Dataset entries
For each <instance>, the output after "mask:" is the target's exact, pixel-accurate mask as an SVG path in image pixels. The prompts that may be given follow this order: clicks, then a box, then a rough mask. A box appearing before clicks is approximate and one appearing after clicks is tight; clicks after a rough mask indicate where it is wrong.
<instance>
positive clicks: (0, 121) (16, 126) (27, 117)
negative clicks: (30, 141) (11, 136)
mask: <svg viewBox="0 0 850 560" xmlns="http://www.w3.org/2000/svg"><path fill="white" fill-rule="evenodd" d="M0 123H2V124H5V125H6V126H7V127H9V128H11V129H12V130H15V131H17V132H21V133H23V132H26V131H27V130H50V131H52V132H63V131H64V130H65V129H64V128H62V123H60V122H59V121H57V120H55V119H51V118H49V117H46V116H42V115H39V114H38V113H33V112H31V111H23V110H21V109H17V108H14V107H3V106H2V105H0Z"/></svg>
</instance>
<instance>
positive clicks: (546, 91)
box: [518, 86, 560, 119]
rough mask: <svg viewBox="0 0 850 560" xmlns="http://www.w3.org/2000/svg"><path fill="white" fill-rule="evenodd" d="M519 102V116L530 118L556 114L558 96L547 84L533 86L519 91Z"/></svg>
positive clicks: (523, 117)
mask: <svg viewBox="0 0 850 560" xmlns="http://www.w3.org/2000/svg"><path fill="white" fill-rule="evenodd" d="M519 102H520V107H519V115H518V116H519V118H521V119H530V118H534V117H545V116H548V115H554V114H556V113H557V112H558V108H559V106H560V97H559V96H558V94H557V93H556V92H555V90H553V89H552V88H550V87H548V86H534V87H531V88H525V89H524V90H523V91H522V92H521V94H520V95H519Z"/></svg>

TASK PROMPT: Every line from the one containing "</instance>" through the end of the entries above must be echoed exactly, with both ends kept.

RESPONSE FOR THIS EXERCISE:
</instance>
<instance>
positive clicks: (546, 91)
box: [518, 86, 560, 119]
rough mask: <svg viewBox="0 0 850 560" xmlns="http://www.w3.org/2000/svg"><path fill="white" fill-rule="evenodd" d="M519 102V116L530 118L556 114L558 96L547 84L533 86L519 91Z"/></svg>
positive clicks: (523, 117)
mask: <svg viewBox="0 0 850 560" xmlns="http://www.w3.org/2000/svg"><path fill="white" fill-rule="evenodd" d="M519 102H520V107H519V115H518V116H519V118H521V119H530V118H534V117H545V116H548V115H554V114H556V113H557V112H558V108H559V106H560V97H559V96H558V94H557V93H556V92H555V90H553V89H552V88H550V87H548V86H534V87H531V88H525V89H524V90H523V91H522V92H521V94H520V95H519Z"/></svg>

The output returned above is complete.